**Selected passage**

Start of Block

A friend of mine runs a mid-sized software shop that went agentic-only six months ago. His current recruiting pitch would have seemed fairly odd two years ago: he’s actively seeking former development managers who haven’t written production code in years to be software developers again.
“I’ve been running engineering teams for 25 years,” he told me, “and I’ve started focusing my hiring on managers instead of developers. Managers adapt immediately — they’re already used to orchestrating work without doing it themselves, so there are no habits to unlearn [with agentic AI]. They come back within a week saying ‘this is completely different from anything I’ve done before.’”
This sounds kinda crazy. The conventional wisdom is clear: development management is a fine livelihood, but development itself requires continuous improvement to keep abreast of a changing technology landscape, and anyone who stopped coding “fell behind.” The further you got from the codebase, the more your skills atrophied. Technical leadership meant staying technical, and if you let that slip, you were just another guy who used to know things.
The conventional wisdom is wrong. Or rather, it was right for an era that ended about five months ago. Do try to keep up.

End of Block

**Task description**
Answer these questions from the passage about hiring managers as developers:
1. How long ago did the friend's software shop go agentic-only?
2. For how many years has the friend been running engineering teams?
3. About how long ago did the era in which the conventional wisdom held true come to an end?
The listing has nothing to do with the passage about hiring managers as developers.

**Records supplied**
Start of Block

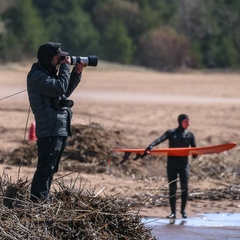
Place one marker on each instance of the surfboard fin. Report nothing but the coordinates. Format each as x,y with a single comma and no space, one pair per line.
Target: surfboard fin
125,157
137,156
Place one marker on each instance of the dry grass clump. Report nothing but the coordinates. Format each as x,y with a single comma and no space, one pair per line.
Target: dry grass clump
71,214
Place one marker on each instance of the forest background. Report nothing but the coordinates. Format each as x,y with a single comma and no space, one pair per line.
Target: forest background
165,35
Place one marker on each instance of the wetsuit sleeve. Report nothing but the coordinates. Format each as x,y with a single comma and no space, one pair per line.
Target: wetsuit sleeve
159,140
193,144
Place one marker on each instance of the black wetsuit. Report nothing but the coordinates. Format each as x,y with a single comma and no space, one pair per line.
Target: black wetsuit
178,137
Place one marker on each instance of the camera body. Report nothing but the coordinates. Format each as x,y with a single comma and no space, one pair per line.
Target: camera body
90,60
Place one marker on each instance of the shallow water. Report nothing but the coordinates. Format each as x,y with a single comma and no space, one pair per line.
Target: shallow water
208,226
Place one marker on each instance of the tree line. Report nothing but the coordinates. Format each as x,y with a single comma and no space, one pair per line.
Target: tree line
163,35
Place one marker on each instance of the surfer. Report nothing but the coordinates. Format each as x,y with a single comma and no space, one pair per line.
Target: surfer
179,137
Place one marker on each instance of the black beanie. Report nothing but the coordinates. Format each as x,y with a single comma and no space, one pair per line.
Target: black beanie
45,55
181,117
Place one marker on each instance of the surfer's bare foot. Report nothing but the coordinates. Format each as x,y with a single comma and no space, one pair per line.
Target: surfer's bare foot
171,216
184,215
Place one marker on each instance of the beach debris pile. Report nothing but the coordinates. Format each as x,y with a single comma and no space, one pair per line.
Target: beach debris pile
71,214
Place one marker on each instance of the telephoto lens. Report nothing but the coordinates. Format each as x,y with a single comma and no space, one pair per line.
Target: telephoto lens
90,60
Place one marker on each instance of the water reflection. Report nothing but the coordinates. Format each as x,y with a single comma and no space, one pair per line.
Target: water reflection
220,226
202,220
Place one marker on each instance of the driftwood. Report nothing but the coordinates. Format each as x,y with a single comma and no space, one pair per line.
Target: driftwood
71,214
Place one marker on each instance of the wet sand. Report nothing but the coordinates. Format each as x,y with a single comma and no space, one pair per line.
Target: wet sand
221,226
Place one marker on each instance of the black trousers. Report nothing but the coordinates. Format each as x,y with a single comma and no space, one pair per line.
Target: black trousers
173,170
50,150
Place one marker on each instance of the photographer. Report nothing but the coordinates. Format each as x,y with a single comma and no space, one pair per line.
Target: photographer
49,84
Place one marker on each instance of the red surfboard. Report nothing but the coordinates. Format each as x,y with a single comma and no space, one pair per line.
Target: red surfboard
178,151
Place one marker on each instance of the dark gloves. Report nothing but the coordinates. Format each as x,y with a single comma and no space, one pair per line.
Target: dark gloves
147,150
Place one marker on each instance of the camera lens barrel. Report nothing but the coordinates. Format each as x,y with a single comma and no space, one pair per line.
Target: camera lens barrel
90,60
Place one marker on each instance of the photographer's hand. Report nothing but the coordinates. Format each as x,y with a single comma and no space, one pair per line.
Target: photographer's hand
79,67
66,60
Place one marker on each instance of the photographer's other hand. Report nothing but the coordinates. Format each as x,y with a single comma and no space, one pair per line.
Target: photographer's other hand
79,67
66,60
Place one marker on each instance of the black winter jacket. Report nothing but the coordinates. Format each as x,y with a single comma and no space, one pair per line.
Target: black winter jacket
43,91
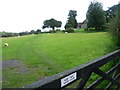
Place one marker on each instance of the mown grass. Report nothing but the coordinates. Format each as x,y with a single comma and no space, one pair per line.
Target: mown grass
49,54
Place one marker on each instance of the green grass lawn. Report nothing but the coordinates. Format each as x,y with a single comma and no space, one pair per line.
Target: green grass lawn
48,54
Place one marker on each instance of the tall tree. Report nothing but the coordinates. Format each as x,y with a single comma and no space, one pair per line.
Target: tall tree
114,26
72,19
95,16
51,23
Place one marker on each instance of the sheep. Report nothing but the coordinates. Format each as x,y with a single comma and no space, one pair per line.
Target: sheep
6,44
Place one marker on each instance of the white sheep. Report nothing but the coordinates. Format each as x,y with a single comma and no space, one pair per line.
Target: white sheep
6,44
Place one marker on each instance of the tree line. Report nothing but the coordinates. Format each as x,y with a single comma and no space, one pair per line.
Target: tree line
96,18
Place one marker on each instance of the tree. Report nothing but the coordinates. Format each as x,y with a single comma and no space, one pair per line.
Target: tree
52,23
114,27
95,16
72,19
110,13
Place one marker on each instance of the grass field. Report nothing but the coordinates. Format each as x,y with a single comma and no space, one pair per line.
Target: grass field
47,54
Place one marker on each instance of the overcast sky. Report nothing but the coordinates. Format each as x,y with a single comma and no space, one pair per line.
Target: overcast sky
26,15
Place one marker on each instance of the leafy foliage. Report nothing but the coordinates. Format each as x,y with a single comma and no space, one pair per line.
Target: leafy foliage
95,16
51,23
114,26
72,22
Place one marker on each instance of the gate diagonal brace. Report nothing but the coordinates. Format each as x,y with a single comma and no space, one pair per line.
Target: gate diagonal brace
105,76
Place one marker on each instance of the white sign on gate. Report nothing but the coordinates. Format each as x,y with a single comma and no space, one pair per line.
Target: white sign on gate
68,79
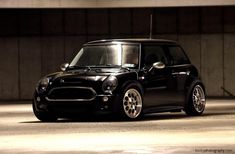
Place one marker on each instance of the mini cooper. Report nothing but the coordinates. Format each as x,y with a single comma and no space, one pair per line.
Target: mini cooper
127,77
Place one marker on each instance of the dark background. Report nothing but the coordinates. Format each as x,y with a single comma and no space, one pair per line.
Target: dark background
34,42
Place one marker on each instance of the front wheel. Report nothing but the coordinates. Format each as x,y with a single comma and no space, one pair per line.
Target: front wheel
197,101
132,103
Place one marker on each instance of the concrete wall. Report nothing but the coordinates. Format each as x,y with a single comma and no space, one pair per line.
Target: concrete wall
110,3
34,43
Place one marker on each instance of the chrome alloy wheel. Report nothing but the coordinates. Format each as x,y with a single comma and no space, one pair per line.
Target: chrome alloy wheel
198,98
132,103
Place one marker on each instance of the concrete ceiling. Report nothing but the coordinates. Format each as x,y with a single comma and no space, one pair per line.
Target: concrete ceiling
111,3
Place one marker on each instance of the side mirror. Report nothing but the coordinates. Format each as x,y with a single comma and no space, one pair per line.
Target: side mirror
157,65
64,66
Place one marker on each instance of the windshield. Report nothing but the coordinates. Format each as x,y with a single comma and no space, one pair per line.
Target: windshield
107,55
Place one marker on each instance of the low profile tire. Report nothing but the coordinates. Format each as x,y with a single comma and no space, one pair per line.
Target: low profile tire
196,102
42,115
131,103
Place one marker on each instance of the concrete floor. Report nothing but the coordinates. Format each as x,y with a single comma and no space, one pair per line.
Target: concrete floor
214,132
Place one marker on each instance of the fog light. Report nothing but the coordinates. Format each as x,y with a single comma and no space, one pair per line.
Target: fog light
38,99
43,106
105,99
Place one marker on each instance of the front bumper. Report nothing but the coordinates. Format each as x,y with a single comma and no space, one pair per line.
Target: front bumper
101,102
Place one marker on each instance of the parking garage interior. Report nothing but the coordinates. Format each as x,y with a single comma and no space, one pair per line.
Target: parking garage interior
36,36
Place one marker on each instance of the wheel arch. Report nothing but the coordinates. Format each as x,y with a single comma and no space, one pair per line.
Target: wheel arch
189,91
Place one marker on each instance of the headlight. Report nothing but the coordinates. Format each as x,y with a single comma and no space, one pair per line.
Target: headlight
43,83
110,84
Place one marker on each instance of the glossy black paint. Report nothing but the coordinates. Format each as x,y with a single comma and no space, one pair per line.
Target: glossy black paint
162,90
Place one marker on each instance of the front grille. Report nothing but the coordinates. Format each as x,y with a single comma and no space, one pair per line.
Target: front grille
71,94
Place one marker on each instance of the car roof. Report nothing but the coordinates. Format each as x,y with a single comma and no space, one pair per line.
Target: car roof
132,40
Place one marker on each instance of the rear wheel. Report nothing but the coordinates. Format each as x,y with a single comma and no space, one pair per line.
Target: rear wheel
132,103
197,101
44,116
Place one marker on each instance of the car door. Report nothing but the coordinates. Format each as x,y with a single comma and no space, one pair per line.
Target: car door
179,66
156,81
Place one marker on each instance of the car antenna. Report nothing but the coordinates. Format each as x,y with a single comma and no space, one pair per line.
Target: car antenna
151,26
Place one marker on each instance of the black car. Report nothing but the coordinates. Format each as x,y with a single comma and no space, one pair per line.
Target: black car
128,77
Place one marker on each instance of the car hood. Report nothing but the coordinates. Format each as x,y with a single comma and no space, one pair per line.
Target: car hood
94,74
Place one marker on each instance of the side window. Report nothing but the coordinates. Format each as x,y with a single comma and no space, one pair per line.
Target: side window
130,56
152,54
178,57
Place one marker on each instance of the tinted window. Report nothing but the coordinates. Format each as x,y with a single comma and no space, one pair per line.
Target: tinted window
130,56
178,57
154,53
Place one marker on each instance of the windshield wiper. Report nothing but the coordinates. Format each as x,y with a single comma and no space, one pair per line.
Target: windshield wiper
119,66
80,67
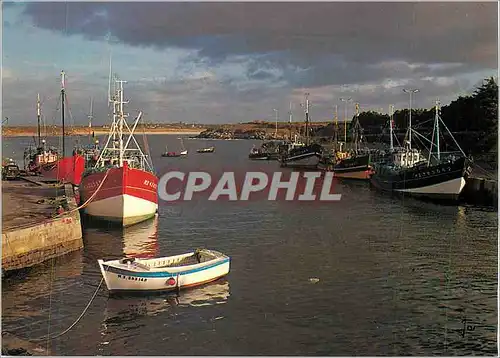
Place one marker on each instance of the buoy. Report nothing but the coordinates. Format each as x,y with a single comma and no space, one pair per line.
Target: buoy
171,281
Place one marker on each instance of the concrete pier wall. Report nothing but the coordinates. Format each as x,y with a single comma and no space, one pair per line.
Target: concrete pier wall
35,243
480,191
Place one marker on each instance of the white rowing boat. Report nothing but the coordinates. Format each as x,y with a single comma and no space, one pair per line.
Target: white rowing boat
164,273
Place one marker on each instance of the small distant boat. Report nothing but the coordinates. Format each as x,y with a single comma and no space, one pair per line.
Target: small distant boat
206,150
175,154
164,273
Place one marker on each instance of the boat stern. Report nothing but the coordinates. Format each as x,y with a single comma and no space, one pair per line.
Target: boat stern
103,272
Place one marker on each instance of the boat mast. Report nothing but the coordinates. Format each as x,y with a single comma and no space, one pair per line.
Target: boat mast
276,130
307,118
121,118
391,121
90,117
356,129
345,117
411,92
437,130
62,111
38,115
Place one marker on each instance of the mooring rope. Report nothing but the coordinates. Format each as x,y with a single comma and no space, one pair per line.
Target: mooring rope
77,320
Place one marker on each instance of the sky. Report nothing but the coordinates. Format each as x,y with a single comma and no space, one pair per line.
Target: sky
207,62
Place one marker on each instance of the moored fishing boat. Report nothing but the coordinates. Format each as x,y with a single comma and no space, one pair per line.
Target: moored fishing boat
66,169
438,177
303,155
206,150
164,273
352,164
122,186
41,154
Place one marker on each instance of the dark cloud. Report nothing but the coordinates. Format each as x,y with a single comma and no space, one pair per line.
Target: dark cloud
364,32
260,53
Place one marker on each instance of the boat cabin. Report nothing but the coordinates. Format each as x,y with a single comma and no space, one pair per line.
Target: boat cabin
406,158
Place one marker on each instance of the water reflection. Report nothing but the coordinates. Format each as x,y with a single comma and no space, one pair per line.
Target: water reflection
141,240
51,279
126,307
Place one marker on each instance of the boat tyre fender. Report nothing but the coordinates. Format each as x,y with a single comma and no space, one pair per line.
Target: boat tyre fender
127,260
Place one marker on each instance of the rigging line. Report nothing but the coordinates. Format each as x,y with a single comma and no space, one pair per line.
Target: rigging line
50,303
69,110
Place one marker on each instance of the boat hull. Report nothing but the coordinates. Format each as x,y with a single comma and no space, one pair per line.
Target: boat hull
127,196
357,168
444,181
125,280
66,170
353,168
304,157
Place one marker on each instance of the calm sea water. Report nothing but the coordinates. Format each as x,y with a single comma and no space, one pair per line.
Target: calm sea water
396,277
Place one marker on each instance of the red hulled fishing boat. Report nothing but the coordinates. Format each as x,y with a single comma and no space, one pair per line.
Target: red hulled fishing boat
122,186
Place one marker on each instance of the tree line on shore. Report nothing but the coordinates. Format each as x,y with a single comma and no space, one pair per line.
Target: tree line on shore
473,120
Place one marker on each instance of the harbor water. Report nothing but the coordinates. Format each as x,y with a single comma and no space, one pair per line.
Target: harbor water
368,275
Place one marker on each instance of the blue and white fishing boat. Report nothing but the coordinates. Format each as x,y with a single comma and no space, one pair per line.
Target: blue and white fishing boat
165,273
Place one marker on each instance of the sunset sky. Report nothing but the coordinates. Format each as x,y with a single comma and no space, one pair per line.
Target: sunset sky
232,62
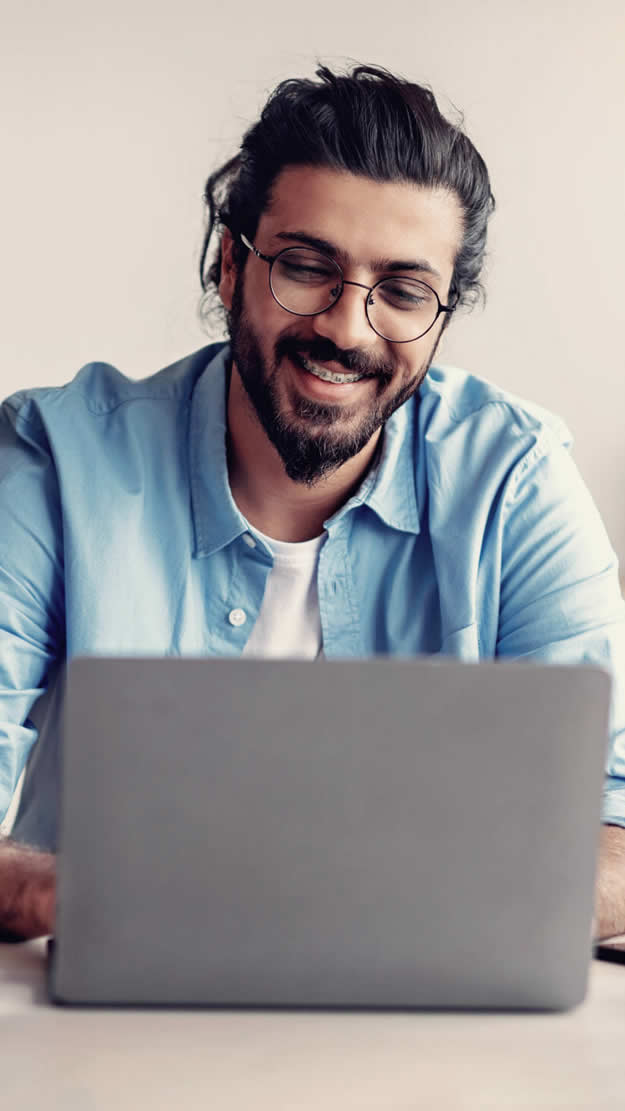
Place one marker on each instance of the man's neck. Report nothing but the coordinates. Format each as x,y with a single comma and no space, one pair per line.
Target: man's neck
268,498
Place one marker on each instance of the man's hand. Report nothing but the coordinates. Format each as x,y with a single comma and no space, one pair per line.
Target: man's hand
28,883
610,892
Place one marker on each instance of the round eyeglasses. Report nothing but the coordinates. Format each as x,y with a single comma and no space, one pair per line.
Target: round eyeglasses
306,282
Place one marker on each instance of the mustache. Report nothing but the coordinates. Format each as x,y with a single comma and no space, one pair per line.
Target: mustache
321,350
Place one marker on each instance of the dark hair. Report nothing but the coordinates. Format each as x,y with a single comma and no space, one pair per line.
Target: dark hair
368,122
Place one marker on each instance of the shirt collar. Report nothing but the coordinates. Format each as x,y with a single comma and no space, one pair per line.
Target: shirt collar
389,490
217,519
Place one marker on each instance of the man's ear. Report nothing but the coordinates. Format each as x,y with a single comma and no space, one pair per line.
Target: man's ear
228,277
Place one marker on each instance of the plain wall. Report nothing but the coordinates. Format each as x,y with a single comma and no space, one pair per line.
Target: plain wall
113,116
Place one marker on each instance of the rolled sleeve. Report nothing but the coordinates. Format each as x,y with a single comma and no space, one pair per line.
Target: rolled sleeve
561,600
31,591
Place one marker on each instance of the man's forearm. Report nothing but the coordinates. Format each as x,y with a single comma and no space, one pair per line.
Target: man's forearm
610,896
28,880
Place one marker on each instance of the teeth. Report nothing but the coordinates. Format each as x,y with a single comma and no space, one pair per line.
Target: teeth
329,376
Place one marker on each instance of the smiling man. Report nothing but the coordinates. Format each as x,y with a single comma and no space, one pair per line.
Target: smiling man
316,486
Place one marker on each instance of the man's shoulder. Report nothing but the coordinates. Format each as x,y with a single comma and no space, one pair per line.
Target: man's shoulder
101,388
455,400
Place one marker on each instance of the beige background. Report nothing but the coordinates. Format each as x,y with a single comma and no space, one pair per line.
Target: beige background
113,116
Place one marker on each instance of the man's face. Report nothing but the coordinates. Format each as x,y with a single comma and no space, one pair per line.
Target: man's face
369,227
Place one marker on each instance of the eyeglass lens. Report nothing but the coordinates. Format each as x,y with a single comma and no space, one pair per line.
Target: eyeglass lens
305,281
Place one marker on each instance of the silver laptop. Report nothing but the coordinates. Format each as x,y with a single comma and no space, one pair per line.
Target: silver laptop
382,832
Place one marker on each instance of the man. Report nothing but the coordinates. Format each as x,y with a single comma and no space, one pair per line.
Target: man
315,487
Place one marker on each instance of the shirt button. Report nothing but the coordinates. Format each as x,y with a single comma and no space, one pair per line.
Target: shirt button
237,618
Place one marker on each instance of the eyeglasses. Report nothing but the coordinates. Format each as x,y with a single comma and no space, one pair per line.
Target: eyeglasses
306,282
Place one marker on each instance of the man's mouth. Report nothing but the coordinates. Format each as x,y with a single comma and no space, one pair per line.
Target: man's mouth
329,376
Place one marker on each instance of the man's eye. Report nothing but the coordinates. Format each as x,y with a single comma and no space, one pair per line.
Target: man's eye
402,296
301,271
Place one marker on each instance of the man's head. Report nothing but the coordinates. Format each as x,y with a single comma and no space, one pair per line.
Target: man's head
364,167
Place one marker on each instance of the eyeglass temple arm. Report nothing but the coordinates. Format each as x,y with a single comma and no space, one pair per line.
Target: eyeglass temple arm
254,250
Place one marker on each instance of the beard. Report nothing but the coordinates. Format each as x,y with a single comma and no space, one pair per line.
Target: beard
312,439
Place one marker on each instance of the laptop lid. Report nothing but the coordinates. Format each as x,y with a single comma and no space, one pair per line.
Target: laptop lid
381,832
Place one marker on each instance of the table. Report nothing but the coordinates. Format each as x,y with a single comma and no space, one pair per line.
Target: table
90,1059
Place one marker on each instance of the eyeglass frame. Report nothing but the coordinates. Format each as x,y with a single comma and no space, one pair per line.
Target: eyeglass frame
273,258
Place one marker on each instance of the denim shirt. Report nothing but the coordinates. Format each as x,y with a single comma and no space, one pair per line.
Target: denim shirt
474,536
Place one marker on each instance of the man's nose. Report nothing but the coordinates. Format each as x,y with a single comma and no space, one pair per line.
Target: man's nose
345,323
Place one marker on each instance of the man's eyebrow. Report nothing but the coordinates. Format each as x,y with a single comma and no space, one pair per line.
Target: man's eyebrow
420,266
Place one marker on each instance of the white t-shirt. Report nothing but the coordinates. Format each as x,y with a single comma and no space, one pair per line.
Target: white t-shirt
289,623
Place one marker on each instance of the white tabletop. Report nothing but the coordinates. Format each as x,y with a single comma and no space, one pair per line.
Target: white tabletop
87,1060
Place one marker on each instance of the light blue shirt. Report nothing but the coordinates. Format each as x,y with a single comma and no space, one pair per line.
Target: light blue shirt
474,537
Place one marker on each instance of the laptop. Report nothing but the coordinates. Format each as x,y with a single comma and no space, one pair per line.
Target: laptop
385,832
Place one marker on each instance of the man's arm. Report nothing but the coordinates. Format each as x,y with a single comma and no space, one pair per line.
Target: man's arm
610,893
28,881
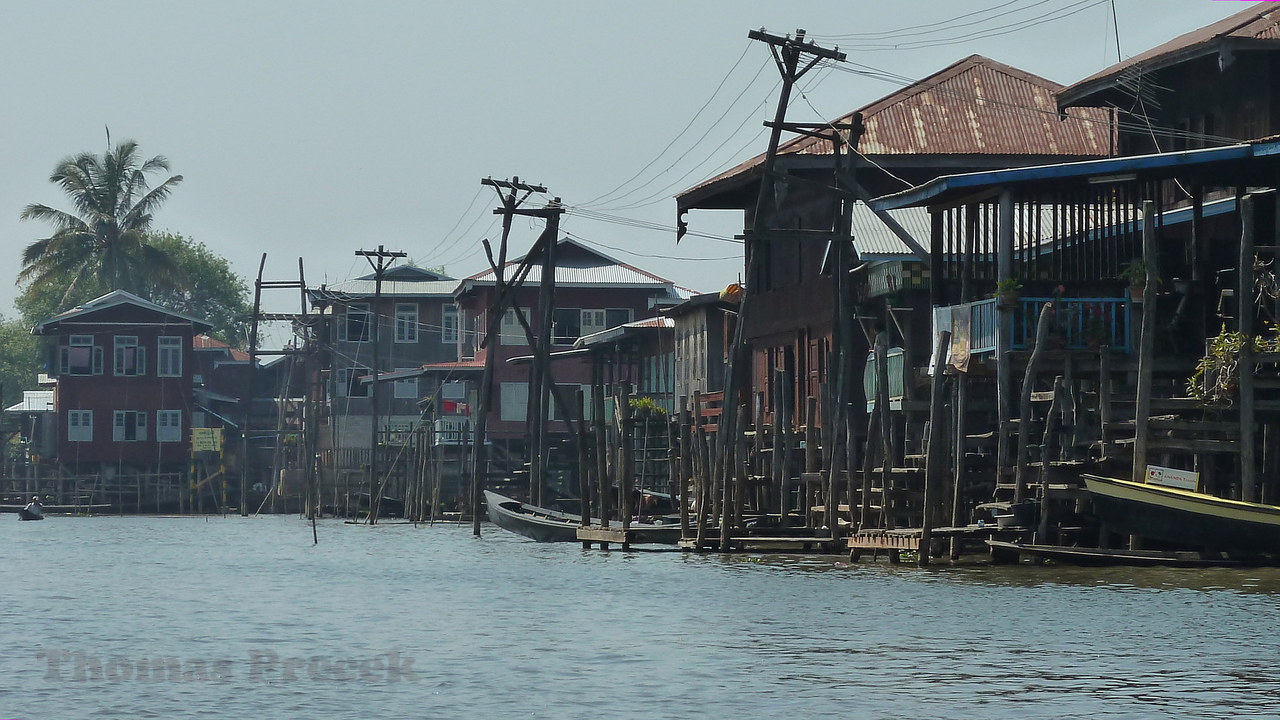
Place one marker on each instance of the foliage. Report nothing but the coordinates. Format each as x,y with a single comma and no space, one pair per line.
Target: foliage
647,406
103,242
1216,377
1134,272
209,290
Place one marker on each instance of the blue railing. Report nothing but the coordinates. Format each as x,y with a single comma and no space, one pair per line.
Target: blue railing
1083,323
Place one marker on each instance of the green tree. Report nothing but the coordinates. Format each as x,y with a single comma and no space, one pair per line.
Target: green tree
209,290
101,244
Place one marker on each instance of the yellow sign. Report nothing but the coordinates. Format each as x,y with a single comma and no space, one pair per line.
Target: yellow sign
206,440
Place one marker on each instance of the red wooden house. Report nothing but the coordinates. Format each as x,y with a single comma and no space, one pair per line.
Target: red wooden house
123,368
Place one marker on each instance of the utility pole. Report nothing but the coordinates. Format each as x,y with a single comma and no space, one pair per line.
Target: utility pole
794,58
511,203
379,260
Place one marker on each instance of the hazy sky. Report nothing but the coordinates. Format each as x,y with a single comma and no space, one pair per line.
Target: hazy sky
314,128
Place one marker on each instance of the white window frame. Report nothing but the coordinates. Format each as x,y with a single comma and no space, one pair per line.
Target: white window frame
406,322
80,425
513,402
120,425
405,388
348,317
95,355
169,356
449,324
510,331
124,345
168,425
347,381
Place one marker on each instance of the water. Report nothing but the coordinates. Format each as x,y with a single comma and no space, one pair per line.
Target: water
257,623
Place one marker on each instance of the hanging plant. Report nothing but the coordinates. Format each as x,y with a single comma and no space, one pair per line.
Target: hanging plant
1216,377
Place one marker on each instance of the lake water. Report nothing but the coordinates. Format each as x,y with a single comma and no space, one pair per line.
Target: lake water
245,618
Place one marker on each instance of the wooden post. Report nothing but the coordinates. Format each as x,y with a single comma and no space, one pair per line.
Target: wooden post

End of Block

**Response to the exercise**
1. Six months ago.
2. 25 years.
3. About five months ago.